_REQUIRED ACTION_
Would you copy every line of the listing below that includes the word "plaid"?

_ENTRIES SHOWN_
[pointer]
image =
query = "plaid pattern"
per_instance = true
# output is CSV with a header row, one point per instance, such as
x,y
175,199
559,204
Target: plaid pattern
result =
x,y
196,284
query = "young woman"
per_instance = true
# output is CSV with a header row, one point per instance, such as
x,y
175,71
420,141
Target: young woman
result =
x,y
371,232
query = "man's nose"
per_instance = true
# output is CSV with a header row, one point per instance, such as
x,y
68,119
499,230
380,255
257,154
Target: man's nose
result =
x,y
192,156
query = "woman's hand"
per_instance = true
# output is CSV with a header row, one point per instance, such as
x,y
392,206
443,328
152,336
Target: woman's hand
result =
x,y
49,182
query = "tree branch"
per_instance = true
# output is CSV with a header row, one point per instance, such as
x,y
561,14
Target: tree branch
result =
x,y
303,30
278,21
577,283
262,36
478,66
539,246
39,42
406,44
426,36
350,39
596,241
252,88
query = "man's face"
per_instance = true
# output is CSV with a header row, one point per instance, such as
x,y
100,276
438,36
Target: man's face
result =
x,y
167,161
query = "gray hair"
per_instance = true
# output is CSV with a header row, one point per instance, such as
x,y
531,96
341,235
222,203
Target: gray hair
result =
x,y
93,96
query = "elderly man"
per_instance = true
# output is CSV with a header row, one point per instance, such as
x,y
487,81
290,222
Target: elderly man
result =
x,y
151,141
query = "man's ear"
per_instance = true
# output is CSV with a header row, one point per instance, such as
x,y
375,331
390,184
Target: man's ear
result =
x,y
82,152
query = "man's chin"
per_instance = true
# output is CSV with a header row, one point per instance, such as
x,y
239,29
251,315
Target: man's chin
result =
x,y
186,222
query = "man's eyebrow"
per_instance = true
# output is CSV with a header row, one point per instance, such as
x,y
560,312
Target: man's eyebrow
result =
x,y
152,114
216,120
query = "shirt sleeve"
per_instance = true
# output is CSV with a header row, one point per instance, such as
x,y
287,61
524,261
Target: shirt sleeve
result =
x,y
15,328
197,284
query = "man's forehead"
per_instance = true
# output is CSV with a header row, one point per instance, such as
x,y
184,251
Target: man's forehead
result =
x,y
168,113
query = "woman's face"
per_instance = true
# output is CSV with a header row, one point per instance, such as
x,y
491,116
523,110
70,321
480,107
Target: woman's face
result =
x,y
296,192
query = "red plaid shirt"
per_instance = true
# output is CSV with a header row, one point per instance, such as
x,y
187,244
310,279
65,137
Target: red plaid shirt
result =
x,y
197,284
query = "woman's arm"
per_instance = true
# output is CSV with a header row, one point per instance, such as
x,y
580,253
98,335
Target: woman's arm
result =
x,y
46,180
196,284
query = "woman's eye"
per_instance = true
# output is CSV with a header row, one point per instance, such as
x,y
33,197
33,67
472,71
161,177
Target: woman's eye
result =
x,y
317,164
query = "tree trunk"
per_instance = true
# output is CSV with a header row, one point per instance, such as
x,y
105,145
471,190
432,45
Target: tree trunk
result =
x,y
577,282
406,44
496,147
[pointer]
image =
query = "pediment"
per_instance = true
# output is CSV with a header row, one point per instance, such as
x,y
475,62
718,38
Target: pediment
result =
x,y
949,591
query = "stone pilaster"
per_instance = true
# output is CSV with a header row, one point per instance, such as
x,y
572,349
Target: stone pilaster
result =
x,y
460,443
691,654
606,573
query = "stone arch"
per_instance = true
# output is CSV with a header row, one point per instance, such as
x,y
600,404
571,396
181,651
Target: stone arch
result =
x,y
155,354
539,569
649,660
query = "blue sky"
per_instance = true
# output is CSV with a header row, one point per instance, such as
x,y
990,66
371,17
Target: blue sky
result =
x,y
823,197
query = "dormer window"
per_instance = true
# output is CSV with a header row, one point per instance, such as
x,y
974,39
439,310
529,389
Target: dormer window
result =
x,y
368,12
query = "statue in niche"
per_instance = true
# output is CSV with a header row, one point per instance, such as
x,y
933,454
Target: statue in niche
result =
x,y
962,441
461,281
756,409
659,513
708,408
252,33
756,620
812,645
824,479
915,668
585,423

_FINISHED TASK_
query = "plaid pattern"
Target: plaid pattern
query = "red plaid shirt"
Target: red plaid shirt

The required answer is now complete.